*WHAT THIS TASK INVOLVES:*
Pick up the blog post on C*-algebras below right after its final sentence and keep writing it.
[Start of TEXT PROVIDED]
January 17, 2011 in Research, Research Updates | Leave a comment

I have continued to work through Murphy http://books.google.com/books?id=emNvQgAACAAJ&dq=gerald+murphy+c*+algebras+and+operator+theory&h

Before the Christmas break I finished off the chapter 1 exercises.

Chapter 2: C*-Algebras and Hilbert Space Operators.

2.1 C*-Algebras

Initially we defined a C*-algebra, A, as a complete normed algebra, together with a conjugate-linear involution * that satisfies the C*-equation:

\|a^*a\|=\|a\|^2, \forall\,a\in A

Self-adjoint or Hermitian elements are defined to have the property a^*=a. As a consequence of this, and the C*-equation, the spectral radius of a self-adjoint element, \nu(a), is equal to its norm, \|a\|. As a corollary of this, of all the norms that can be put on the *-algebra, only one makes it into a C*-algebra – i.e. satisfying the C*-equation.

In the previous chapter we have seen that an algebra, A, can be unitised to form a new algebra, \tilde{A}, which contains A as a subspace. In general, the norm got by extending the norm on A to a norm on \tilde{A} does not make \tilde{A} into a C*-algebra. However Theorem 2.1.6 shows that there does exist a (unique) norm on \tilde{A} making it a C*-algebra. In many examples we may now assume that a general C*-algebra is unital – replacing it with the unique unitisation, \tilde{A}, if necessary.

One such result which depends on this fact is that the the spectrum of a self-adjoint element is real.
[End of TEXT PROVIDED]
[Start of MATERIAL SHOWN]
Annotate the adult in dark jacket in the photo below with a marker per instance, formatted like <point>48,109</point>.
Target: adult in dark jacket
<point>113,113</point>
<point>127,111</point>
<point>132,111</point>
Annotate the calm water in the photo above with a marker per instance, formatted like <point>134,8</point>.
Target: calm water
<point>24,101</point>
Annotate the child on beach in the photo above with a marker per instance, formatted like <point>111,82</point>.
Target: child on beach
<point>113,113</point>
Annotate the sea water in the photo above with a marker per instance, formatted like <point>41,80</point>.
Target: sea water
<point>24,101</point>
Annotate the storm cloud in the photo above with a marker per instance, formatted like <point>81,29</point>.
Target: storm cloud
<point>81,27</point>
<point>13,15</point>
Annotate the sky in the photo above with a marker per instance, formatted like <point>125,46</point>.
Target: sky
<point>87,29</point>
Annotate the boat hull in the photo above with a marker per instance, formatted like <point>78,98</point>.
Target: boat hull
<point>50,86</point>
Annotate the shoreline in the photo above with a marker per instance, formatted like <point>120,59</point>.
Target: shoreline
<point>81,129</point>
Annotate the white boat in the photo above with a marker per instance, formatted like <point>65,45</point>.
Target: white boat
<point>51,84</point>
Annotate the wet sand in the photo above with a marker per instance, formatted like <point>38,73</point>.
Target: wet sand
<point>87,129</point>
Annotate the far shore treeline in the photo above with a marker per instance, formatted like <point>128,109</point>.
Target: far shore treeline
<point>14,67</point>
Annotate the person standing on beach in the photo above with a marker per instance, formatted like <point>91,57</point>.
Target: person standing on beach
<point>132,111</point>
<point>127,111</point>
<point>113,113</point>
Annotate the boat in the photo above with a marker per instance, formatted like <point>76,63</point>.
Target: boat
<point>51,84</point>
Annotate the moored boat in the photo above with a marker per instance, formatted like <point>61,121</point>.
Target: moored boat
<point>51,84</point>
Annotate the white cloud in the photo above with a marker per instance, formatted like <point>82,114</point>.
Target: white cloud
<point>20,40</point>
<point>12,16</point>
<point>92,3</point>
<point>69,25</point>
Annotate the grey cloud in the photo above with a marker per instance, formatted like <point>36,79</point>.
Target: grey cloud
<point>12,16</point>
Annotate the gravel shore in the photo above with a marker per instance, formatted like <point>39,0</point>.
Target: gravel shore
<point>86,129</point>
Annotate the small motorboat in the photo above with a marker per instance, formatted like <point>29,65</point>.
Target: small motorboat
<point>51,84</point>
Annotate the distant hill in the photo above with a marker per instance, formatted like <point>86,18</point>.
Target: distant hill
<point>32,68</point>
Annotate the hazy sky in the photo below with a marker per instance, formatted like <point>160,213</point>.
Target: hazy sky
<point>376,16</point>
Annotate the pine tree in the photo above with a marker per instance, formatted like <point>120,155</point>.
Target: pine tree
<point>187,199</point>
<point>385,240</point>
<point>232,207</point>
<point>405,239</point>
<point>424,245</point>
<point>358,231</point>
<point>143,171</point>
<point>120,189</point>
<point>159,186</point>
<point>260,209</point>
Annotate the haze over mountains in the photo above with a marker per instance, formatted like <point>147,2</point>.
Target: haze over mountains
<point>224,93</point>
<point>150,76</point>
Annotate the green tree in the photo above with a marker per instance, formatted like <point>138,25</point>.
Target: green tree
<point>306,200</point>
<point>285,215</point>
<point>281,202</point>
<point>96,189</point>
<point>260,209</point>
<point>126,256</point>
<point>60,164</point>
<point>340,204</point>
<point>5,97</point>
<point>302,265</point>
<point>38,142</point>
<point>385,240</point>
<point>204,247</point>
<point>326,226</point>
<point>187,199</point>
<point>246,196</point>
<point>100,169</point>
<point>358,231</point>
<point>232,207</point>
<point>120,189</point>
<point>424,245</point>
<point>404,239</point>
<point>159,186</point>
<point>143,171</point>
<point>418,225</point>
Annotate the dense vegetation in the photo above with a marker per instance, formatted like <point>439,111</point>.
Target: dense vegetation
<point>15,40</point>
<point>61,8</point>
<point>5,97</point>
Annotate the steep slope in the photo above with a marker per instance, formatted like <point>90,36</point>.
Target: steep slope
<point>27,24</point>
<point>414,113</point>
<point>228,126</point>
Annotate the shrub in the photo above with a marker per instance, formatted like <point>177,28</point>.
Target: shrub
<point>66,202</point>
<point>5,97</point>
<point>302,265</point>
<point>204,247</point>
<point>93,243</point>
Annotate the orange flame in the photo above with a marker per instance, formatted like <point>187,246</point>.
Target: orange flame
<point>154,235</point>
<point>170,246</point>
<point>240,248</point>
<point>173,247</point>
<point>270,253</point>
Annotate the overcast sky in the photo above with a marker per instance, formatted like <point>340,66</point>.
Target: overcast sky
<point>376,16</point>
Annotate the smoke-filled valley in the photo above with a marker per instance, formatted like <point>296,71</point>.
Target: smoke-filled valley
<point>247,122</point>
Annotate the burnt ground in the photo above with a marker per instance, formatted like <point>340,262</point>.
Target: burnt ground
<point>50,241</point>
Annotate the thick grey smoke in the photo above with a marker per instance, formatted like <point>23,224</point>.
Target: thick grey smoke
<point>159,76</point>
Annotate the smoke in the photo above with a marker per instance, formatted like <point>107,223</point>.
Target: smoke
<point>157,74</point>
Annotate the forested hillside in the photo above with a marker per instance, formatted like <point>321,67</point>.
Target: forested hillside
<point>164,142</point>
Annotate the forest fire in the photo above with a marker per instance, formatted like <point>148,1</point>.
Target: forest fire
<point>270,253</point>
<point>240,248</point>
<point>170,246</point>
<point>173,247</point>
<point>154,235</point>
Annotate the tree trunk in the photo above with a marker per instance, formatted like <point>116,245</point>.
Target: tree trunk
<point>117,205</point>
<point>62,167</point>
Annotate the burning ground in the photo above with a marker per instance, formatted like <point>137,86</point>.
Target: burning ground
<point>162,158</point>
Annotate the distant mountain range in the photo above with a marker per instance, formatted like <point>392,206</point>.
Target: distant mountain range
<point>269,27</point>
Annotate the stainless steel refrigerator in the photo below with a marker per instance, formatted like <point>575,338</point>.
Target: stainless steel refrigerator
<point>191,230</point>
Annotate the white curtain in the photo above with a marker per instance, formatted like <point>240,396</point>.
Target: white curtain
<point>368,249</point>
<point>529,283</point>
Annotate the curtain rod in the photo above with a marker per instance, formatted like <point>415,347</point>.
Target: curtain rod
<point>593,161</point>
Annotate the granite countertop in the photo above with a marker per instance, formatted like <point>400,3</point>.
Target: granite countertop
[End of MATERIAL SHOWN]
*REPLY:*
A central result in this chapter is that all abelian C*-algebras are C_0(X), for some locally compact Hausdorff space, X. In fact X is the character space \Phi(A) (as with Belton, this is via the Gelfand transformation). This identification allows the development of the powerful functional calculus. Briefly, if a is a normal element of a C*-algebra A, (a^*a=aa^*), and z is the inclusion map from \sigma(a)\rightarrow \mathbb{C}, then there exists a unique *-homomorphism \varphi:C(\sigma(a))\rightarrow A such that \varphi(z)=a. This unique *-homorphism is called the functional calculus at a. This particular section ended with the Belton result that if X is a compact Hausdorff space, \Phi(C(X))\cong X (via x\mapsto \delta_x).

2.2 Positive Elements of C*-Algebras

This section introduces a partial order on A_{\text{SA}} (the set of self-adjoint elements of A). Namely, an element a\in A_{\text{SA}} is positive if \sigma(a)\subset \mathbb{R}^+. The partial order is defined in the obvious way.

As a consequence of the Gelfand transformation and the functional calculus, we can show that positive elements of a C*-algebra possess unique positive square roots.  Another prominent result is that for an arbitrary element a\in Aa^*a is positive.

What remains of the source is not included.